DATASET ENTRIES:
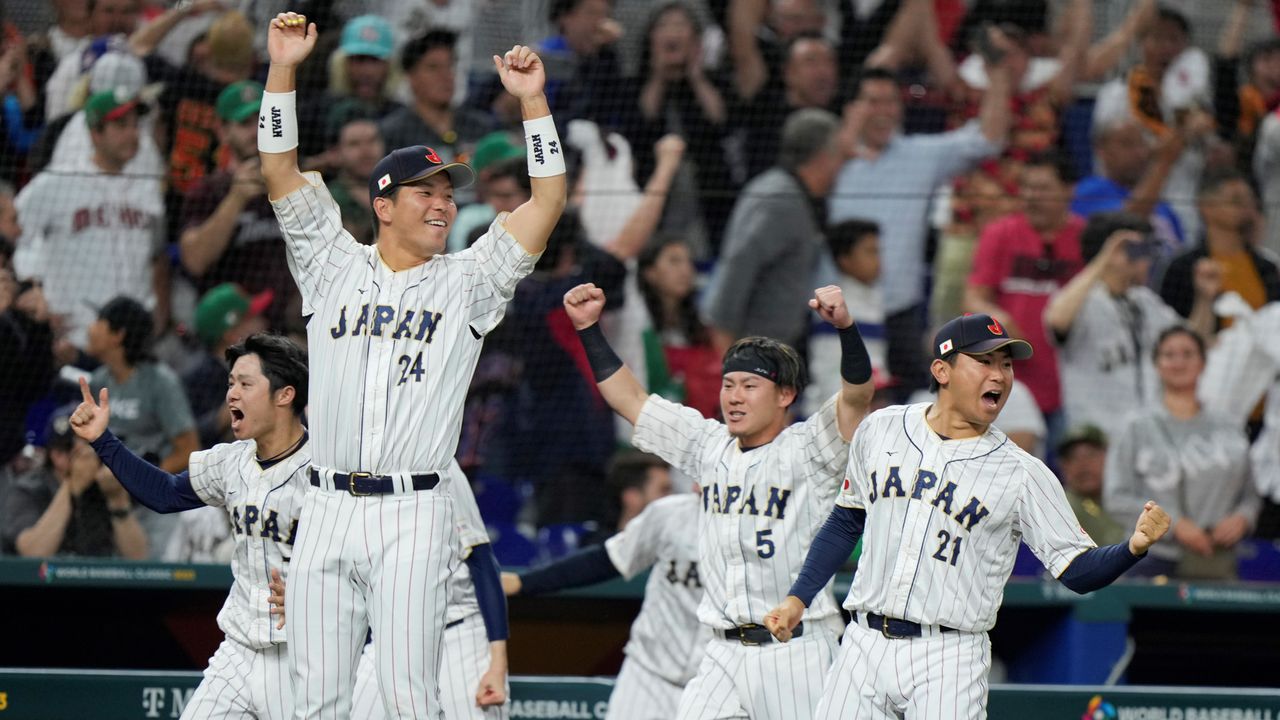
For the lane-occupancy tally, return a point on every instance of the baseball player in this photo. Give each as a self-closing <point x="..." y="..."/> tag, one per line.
<point x="472" y="673"/>
<point x="666" y="645"/>
<point x="944" y="499"/>
<point x="766" y="487"/>
<point x="394" y="333"/>
<point x="260" y="481"/>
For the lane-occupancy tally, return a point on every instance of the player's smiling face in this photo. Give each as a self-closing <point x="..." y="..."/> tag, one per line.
<point x="753" y="406"/>
<point x="979" y="384"/>
<point x="250" y="399"/>
<point x="423" y="214"/>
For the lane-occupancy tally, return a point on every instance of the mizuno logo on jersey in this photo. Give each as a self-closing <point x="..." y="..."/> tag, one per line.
<point x="734" y="501"/>
<point x="247" y="523"/>
<point x="926" y="482"/>
<point x="385" y="319"/>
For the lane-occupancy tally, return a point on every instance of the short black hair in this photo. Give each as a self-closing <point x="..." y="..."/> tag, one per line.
<point x="284" y="364"/>
<point x="1171" y="16"/>
<point x="128" y="315"/>
<point x="1104" y="224"/>
<point x="845" y="236"/>
<point x="791" y="370"/>
<point x="1215" y="178"/>
<point x="425" y="42"/>
<point x="1055" y="159"/>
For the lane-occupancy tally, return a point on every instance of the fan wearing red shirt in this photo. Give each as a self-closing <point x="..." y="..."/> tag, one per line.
<point x="1022" y="260"/>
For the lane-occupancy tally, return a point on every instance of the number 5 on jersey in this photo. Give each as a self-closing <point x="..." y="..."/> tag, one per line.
<point x="411" y="367"/>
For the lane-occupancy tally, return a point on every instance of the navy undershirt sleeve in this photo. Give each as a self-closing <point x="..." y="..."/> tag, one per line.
<point x="149" y="484"/>
<point x="488" y="582"/>
<point x="830" y="550"/>
<point x="1098" y="566"/>
<point x="583" y="568"/>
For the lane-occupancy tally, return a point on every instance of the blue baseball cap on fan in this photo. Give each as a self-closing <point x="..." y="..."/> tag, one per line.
<point x="412" y="164"/>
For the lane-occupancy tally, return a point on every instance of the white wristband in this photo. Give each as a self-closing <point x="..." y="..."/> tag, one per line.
<point x="278" y="122"/>
<point x="543" y="146"/>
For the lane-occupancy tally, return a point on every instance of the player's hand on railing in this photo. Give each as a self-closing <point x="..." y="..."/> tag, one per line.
<point x="584" y="305"/>
<point x="90" y="418"/>
<point x="830" y="304"/>
<point x="1152" y="525"/>
<point x="277" y="598"/>
<point x="289" y="39"/>
<point x="785" y="618"/>
<point x="511" y="584"/>
<point x="521" y="72"/>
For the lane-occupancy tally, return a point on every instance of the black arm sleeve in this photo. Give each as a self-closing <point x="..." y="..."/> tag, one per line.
<point x="1098" y="566"/>
<point x="831" y="547"/>
<point x="583" y="568"/>
<point x="488" y="582"/>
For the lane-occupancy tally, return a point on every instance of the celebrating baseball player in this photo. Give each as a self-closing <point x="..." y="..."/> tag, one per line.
<point x="766" y="488"/>
<point x="394" y="333"/>
<point x="666" y="645"/>
<point x="260" y="479"/>
<point x="472" y="673"/>
<point x="944" y="499"/>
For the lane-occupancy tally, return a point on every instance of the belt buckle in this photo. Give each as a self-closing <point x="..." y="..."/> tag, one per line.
<point x="351" y="483"/>
<point x="885" y="629"/>
<point x="741" y="634"/>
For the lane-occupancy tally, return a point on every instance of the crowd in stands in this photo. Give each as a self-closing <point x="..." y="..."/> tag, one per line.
<point x="1101" y="178"/>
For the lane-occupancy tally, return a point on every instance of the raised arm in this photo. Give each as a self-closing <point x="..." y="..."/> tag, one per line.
<point x="621" y="388"/>
<point x="522" y="74"/>
<point x="855" y="364"/>
<point x="288" y="41"/>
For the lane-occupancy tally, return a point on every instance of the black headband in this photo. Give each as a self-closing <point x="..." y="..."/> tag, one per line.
<point x="752" y="360"/>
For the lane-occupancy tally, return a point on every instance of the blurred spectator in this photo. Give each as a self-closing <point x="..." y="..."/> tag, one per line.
<point x="1020" y="263"/>
<point x="1226" y="205"/>
<point x="854" y="246"/>
<point x="71" y="505"/>
<point x="149" y="409"/>
<point x="583" y="68"/>
<point x="1266" y="169"/>
<point x="224" y="317"/>
<point x="1105" y="323"/>
<point x="224" y="55"/>
<point x="502" y="185"/>
<point x="229" y="229"/>
<point x="26" y="358"/>
<point x="809" y="80"/>
<point x="1169" y="83"/>
<point x="638" y="478"/>
<point x="101" y="235"/>
<point x="109" y="26"/>
<point x="766" y="272"/>
<point x="1193" y="464"/>
<point x="433" y="119"/>
<point x="1132" y="173"/>
<point x="673" y="94"/>
<point x="891" y="181"/>
<point x="359" y="149"/>
<point x="679" y="358"/>
<point x="1240" y="108"/>
<point x="1082" y="456"/>
<point x="360" y="76"/>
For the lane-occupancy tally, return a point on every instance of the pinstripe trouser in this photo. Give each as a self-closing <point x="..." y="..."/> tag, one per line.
<point x="243" y="683"/>
<point x="767" y="682"/>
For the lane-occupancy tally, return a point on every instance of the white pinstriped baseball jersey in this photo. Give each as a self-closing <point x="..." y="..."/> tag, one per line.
<point x="666" y="637"/>
<point x="945" y="516"/>
<point x="264" y="507"/>
<point x="760" y="509"/>
<point x="391" y="352"/>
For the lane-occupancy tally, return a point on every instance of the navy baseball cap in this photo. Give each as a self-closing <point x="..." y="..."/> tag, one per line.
<point x="977" y="335"/>
<point x="411" y="164"/>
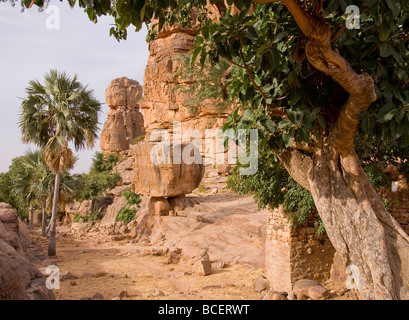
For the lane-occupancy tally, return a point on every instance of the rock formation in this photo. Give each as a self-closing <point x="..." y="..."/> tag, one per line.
<point x="19" y="278"/>
<point x="124" y="122"/>
<point x="164" y="104"/>
<point x="164" y="180"/>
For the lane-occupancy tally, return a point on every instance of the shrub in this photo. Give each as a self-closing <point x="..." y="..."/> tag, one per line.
<point x="126" y="215"/>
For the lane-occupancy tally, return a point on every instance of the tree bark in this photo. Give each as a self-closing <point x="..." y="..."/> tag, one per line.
<point x="31" y="219"/>
<point x="358" y="225"/>
<point x="360" y="228"/>
<point x="52" y="244"/>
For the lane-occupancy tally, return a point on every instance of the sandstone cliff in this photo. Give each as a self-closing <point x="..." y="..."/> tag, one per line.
<point x="124" y="122"/>
<point x="19" y="278"/>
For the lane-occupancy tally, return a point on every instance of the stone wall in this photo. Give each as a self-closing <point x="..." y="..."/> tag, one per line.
<point x="295" y="253"/>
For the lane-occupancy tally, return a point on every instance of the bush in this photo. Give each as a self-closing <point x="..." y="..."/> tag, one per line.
<point x="126" y="215"/>
<point x="131" y="197"/>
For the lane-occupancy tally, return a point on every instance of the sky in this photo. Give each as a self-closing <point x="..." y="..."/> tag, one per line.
<point x="32" y="43"/>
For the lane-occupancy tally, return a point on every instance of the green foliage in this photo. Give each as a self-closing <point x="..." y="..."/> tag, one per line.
<point x="386" y="204"/>
<point x="126" y="215"/>
<point x="200" y="83"/>
<point x="57" y="112"/>
<point x="94" y="216"/>
<point x="376" y="176"/>
<point x="298" y="203"/>
<point x="94" y="185"/>
<point x="131" y="197"/>
<point x="272" y="186"/>
<point x="139" y="139"/>
<point x="100" y="179"/>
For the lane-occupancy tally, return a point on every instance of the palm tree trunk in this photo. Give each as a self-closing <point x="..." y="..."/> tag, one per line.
<point x="31" y="213"/>
<point x="51" y="246"/>
<point x="44" y="218"/>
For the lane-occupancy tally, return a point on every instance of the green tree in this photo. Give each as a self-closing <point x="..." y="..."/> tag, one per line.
<point x="320" y="94"/>
<point x="99" y="179"/>
<point x="53" y="115"/>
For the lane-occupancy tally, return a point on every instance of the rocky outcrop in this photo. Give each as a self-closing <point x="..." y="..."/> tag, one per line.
<point x="124" y="122"/>
<point x="165" y="94"/>
<point x="161" y="179"/>
<point x="19" y="278"/>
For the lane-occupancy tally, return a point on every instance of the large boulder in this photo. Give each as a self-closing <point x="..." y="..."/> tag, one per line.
<point x="124" y="122"/>
<point x="19" y="278"/>
<point x="157" y="179"/>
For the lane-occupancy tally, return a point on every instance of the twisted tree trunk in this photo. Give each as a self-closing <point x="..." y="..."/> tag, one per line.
<point x="358" y="225"/>
<point x="360" y="228"/>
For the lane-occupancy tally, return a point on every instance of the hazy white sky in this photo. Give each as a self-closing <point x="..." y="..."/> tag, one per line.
<point x="28" y="50"/>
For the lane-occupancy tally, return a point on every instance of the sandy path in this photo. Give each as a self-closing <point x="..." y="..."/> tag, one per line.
<point x="110" y="267"/>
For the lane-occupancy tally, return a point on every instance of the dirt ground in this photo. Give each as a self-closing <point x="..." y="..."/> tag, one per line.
<point x="99" y="266"/>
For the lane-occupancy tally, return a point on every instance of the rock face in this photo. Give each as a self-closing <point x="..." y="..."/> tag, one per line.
<point x="164" y="105"/>
<point x="19" y="278"/>
<point x="124" y="122"/>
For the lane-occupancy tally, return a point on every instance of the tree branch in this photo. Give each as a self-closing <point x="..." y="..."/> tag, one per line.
<point x="320" y="55"/>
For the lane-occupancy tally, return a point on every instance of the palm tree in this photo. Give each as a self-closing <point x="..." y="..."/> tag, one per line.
<point x="26" y="176"/>
<point x="55" y="114"/>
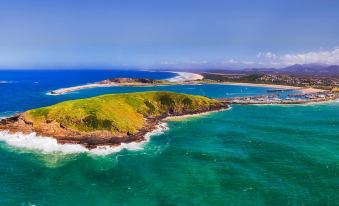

PROBLEM TO SOLVE:
Show each line of the material that contains the string "green", matching case exactly.

TASK RESULT:
For the lane-occupancy tally, return a point on every instance of the green foliage in this photo. Give each as a self-closing <point x="..." y="..."/> tag, one per line.
For the lane-occupancy tally, return a point on every instance of the green tree in this photo. Give each as a self-closing <point x="..." y="..."/> tag, one per line.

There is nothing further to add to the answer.